* [Task to complete] Return all lines of the records that contain the word "glass".

Point localization data
┏━━
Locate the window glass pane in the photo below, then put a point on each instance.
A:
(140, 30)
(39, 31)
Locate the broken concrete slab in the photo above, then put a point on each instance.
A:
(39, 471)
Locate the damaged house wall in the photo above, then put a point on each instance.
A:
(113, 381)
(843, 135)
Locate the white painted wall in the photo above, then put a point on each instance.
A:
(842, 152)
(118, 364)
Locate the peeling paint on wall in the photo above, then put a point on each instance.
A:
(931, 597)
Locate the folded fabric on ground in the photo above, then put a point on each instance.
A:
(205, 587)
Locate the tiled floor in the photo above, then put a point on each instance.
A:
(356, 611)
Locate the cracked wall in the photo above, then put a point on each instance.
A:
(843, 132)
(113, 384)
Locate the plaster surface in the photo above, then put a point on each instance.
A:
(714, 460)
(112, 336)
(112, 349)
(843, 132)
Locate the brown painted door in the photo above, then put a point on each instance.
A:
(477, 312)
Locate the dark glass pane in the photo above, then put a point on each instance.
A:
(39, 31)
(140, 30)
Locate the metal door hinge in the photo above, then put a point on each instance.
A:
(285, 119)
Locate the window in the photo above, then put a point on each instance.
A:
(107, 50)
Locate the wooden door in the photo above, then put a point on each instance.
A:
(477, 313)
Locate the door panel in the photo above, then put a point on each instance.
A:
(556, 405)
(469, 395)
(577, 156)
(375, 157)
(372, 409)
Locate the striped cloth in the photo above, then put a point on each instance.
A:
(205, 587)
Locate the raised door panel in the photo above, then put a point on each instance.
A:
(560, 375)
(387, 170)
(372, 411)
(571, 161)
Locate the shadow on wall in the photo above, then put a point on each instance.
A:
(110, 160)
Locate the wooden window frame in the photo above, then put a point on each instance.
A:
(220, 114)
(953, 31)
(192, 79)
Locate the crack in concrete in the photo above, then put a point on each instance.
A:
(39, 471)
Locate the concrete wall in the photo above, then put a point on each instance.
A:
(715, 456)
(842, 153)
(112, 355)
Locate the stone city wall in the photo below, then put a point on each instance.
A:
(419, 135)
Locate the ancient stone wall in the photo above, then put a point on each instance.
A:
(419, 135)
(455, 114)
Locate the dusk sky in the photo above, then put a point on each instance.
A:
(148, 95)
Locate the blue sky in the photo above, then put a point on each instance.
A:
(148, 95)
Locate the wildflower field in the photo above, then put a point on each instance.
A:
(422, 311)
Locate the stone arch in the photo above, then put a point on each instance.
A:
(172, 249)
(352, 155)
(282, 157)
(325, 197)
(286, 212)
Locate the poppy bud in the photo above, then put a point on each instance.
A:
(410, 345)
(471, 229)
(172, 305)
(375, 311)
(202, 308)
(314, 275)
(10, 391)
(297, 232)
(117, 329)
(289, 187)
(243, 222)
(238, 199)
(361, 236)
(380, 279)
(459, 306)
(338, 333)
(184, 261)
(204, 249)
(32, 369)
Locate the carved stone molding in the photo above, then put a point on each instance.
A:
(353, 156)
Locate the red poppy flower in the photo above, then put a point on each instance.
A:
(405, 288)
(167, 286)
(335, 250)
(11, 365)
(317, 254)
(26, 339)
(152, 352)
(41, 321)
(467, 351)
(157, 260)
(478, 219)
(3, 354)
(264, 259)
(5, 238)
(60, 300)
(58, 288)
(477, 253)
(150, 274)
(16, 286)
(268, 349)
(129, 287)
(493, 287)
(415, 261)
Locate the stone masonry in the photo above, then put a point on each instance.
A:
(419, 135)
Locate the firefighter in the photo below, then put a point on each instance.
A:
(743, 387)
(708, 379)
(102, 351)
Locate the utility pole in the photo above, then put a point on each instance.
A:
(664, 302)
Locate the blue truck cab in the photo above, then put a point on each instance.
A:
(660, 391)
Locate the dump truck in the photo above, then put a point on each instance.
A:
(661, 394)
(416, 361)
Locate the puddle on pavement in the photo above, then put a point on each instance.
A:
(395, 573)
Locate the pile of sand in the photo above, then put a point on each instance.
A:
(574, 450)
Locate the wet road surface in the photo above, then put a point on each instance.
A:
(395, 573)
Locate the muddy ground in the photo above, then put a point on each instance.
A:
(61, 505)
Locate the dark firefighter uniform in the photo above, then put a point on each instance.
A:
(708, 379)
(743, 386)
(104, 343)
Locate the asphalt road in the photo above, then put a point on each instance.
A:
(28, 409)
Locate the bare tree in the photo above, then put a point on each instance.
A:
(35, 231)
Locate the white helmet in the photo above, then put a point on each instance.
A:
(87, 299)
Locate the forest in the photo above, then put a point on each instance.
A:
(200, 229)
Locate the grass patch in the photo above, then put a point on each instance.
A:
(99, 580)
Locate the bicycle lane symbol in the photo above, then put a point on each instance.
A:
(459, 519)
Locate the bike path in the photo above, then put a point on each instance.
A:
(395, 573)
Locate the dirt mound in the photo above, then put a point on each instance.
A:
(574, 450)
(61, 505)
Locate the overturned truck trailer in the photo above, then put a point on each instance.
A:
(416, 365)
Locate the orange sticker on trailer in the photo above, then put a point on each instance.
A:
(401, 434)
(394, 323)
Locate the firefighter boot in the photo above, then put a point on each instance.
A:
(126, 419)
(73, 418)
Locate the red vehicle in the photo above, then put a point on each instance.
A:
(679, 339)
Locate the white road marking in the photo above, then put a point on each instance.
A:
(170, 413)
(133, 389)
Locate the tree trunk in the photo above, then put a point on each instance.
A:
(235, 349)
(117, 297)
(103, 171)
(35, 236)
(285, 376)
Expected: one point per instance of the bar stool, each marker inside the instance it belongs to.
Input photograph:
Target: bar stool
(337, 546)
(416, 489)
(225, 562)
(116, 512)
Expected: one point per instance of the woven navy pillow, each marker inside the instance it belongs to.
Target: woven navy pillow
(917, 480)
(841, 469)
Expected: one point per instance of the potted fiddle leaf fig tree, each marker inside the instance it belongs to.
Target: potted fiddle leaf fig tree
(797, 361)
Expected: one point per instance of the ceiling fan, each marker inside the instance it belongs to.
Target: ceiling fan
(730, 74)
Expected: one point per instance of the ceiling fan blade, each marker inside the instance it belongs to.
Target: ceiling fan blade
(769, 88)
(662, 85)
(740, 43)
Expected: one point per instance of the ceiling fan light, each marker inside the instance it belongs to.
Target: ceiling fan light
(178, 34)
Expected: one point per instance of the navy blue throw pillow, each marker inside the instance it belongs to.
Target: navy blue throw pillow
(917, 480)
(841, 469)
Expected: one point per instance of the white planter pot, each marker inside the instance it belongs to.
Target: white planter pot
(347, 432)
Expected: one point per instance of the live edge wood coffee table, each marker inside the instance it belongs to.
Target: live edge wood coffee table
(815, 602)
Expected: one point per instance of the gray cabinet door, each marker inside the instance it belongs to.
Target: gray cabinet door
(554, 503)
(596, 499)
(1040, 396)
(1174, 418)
┗━━
* [Response for this exercise]
Locate the window glass pane in the photo below, then put a point on each instance.
Locate the dark glass pane in the photo above, then put a point on each instance.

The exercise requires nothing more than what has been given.